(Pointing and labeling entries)
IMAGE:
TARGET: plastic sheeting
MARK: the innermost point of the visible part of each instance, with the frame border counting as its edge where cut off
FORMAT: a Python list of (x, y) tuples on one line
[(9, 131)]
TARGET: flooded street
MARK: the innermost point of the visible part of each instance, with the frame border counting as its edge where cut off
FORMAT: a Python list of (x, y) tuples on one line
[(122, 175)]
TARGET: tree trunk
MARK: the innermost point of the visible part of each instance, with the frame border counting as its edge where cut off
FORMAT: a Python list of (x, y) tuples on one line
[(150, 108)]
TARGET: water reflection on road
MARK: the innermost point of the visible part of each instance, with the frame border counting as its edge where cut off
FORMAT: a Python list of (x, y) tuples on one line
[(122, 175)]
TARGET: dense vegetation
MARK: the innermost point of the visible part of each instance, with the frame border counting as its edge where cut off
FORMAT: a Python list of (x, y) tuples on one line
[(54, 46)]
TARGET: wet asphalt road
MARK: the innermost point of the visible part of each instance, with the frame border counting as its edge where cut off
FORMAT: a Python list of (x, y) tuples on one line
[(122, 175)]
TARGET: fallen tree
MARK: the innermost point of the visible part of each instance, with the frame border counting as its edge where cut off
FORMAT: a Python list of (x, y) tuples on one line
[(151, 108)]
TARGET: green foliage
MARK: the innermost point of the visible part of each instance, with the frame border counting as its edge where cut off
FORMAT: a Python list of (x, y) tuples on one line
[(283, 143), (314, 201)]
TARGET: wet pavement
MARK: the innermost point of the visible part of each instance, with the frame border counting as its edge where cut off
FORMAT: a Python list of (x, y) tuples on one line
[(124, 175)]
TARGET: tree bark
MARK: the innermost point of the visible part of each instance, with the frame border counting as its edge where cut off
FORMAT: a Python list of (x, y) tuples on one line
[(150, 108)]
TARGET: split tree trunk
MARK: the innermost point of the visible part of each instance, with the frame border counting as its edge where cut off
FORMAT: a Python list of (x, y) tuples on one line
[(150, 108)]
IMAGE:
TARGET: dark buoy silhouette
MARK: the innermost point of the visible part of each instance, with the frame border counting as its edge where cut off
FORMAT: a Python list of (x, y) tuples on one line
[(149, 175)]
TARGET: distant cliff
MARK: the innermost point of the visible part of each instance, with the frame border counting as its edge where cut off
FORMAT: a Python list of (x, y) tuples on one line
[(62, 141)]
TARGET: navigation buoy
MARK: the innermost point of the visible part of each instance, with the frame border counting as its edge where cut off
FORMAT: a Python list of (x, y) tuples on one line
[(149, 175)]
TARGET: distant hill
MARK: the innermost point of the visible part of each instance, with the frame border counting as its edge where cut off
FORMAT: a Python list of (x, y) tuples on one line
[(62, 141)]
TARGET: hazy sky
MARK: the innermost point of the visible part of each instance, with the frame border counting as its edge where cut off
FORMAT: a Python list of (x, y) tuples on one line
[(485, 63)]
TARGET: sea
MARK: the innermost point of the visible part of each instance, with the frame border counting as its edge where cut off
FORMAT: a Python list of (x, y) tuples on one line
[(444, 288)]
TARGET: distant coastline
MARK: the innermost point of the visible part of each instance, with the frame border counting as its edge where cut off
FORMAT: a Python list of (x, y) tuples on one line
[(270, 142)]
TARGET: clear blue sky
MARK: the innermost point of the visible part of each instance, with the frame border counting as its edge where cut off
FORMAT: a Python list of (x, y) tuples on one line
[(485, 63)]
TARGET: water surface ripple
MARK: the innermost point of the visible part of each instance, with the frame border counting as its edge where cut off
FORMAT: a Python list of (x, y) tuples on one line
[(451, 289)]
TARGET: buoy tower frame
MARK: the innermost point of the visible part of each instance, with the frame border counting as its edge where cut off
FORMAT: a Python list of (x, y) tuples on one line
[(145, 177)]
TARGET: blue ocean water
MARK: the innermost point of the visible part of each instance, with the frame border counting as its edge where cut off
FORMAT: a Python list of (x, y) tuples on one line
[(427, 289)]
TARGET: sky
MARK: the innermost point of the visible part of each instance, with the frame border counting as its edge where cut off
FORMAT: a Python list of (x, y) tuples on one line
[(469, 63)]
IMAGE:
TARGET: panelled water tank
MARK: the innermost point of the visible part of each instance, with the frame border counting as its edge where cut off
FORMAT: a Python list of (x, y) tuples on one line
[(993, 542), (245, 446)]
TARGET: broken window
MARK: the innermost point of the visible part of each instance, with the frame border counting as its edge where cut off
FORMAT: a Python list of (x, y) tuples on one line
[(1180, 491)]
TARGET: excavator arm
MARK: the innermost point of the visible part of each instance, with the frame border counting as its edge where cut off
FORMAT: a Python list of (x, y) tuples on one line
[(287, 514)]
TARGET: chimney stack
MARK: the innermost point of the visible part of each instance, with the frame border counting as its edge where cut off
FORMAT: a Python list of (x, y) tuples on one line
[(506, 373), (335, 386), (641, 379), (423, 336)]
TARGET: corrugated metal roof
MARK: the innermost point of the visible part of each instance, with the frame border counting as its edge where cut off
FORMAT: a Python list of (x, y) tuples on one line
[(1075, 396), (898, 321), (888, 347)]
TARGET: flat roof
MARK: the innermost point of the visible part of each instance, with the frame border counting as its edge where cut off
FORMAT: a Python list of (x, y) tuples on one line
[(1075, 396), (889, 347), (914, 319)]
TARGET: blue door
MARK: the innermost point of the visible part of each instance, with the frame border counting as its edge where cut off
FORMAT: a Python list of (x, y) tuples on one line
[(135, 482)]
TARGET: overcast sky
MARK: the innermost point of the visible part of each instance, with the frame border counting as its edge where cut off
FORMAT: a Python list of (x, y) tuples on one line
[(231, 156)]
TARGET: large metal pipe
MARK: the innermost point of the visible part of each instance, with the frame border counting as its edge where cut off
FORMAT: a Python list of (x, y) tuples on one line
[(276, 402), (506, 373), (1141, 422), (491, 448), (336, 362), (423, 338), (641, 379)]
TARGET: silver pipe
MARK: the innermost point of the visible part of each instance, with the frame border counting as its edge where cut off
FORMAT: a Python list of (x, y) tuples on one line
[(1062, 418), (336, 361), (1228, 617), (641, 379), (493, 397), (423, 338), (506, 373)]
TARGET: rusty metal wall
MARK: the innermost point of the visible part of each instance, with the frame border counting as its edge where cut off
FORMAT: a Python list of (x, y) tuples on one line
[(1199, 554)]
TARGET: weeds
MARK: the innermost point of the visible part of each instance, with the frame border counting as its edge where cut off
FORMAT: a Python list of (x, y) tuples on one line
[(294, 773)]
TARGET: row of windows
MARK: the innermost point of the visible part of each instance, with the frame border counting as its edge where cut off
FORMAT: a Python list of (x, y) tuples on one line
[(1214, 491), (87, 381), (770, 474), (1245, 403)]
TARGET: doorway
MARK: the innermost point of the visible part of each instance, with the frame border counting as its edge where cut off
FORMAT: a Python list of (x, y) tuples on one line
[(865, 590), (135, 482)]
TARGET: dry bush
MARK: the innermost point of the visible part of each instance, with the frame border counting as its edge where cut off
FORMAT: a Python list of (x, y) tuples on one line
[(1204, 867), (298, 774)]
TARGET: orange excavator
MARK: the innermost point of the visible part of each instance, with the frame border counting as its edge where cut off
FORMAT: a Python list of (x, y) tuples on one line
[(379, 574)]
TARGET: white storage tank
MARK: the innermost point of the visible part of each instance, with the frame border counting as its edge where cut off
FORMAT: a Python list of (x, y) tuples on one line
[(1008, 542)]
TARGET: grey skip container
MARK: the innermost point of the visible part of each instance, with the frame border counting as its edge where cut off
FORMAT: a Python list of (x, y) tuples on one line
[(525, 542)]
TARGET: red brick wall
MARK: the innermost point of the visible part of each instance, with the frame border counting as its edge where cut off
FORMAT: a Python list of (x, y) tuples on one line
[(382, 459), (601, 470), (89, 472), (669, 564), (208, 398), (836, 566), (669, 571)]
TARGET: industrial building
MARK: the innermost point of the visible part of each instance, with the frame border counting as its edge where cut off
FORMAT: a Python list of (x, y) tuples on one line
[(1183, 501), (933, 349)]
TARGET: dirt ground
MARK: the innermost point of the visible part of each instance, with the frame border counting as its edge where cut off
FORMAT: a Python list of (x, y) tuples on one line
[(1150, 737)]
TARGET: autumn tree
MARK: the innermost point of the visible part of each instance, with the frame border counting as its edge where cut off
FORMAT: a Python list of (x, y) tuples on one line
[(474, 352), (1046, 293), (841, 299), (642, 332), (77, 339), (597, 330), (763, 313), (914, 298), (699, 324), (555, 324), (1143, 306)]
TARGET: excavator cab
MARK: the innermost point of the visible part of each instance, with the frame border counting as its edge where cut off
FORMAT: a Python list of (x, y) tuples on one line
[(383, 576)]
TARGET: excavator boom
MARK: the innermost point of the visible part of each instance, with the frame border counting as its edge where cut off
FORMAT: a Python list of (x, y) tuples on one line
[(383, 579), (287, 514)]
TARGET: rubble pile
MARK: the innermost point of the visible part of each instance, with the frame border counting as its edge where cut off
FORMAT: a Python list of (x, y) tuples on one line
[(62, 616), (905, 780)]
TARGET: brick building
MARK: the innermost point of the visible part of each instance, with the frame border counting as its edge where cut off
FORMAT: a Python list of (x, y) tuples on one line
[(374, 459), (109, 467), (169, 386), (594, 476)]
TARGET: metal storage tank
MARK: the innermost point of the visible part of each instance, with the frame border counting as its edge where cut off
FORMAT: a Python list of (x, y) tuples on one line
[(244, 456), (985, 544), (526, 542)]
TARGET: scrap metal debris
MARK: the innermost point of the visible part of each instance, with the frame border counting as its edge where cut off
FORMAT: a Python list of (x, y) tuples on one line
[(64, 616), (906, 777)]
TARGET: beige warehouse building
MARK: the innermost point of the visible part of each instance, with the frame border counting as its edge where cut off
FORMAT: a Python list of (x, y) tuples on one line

Exercise directions:
Express the lines from the one containing "TARGET: water surface ripple" through the one containing "[(451, 289)]" as a JSON list of strings, one string per line, leaving out any blank lines.

Exercise solution:
[
  "TARGET: water surface ripple",
  "MARK: the innermost point of the visible part of each instance, with the frame border counting as its edge where cut off",
  "FORMAT: a Python list of (x, y) tuples on one line",
  "[(451, 289)]"
]